'''

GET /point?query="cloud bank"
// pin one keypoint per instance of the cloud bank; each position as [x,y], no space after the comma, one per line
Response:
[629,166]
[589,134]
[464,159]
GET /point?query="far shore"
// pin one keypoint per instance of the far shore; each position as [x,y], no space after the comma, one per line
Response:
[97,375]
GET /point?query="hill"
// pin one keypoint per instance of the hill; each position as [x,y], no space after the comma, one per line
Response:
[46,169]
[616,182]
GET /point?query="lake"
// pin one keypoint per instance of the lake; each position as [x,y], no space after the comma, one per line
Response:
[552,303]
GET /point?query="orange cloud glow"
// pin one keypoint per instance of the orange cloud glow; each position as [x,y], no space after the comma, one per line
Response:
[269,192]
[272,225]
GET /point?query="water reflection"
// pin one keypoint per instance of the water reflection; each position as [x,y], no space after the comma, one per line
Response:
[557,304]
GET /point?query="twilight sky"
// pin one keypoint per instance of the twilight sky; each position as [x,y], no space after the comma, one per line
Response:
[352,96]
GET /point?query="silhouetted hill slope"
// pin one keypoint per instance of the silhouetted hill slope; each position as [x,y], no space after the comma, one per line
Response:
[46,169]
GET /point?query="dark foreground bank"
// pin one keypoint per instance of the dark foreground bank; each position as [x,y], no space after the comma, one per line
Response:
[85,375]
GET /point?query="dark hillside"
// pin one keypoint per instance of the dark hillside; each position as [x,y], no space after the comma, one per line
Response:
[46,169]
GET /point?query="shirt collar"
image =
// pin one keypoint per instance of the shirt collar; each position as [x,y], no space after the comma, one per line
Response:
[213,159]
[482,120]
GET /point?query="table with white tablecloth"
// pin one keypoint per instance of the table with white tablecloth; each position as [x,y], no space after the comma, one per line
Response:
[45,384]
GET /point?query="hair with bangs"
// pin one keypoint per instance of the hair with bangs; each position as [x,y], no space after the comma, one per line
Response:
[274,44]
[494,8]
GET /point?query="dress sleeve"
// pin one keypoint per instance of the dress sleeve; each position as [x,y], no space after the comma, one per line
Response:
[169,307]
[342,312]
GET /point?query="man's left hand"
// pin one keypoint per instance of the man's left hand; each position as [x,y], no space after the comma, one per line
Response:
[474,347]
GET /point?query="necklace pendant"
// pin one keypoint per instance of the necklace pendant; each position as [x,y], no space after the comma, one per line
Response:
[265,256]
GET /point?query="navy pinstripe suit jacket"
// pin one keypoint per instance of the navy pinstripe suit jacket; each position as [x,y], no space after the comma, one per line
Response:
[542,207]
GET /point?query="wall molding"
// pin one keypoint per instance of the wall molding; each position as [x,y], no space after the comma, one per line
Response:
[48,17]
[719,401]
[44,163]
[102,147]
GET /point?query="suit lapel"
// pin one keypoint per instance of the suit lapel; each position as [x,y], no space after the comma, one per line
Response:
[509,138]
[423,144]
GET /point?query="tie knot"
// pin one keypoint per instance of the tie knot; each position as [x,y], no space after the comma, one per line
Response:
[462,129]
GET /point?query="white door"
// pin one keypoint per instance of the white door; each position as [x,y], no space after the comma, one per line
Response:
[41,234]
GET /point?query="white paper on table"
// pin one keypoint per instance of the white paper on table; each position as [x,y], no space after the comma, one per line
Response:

'''

Gestellte Aufgabe - Ermittle im Listing oben jede Zeile, die die Zeichenfolge „foreground“ enthält, und übernimm diese Zeilen unverändert. Dabei ist auf Groß- und Kleinschreibung zu achten.

Ausgearbeitete Lösung -
GET /point?query="dark foreground bank"
// pin one keypoint per instance of the dark foreground bank; each position as [x,y], no space after the comma, one per line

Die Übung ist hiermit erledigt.